_Data records_
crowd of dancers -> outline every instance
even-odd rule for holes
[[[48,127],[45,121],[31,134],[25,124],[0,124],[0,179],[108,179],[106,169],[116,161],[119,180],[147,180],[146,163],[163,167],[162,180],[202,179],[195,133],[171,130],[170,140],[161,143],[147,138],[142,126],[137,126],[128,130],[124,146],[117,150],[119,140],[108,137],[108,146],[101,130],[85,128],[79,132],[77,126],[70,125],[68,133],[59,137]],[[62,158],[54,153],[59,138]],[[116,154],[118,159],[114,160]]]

==

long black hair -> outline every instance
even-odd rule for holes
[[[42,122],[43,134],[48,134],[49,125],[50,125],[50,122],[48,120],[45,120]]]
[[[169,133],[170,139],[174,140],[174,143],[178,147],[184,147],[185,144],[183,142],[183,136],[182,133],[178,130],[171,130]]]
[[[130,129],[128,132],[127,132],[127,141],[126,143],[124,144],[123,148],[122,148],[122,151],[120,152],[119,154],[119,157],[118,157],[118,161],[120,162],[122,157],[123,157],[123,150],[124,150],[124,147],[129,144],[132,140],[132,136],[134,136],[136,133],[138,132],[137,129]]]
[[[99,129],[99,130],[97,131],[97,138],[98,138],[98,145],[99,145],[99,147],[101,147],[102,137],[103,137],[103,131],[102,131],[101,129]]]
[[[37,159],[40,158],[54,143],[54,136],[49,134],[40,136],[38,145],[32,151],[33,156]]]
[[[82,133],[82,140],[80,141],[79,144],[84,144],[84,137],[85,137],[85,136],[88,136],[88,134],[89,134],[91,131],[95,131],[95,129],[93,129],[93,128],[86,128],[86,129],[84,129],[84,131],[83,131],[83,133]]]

==

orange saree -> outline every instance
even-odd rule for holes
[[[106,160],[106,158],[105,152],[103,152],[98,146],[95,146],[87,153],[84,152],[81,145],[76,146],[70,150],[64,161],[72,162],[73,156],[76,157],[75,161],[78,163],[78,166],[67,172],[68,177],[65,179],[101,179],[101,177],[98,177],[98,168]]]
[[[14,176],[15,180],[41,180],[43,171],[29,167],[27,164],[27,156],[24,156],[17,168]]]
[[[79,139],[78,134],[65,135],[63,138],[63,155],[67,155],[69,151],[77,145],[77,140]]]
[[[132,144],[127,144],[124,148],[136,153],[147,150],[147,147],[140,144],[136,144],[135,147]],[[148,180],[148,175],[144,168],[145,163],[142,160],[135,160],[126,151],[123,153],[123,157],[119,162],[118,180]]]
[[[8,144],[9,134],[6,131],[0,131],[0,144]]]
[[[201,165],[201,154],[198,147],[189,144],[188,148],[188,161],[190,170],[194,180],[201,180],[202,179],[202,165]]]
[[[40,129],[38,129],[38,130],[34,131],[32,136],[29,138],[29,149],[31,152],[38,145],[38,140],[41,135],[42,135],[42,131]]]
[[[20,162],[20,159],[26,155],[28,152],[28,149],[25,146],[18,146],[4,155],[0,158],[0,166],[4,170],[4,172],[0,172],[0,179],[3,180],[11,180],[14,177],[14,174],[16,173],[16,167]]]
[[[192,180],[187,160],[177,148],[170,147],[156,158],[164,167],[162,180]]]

_Work instruction_
What lines of the material above include "outline"? Copy each one.

_Your solution_
crowd of dancers -> outline every instance
long black hair -> outline every instance
orange saree -> outline every instance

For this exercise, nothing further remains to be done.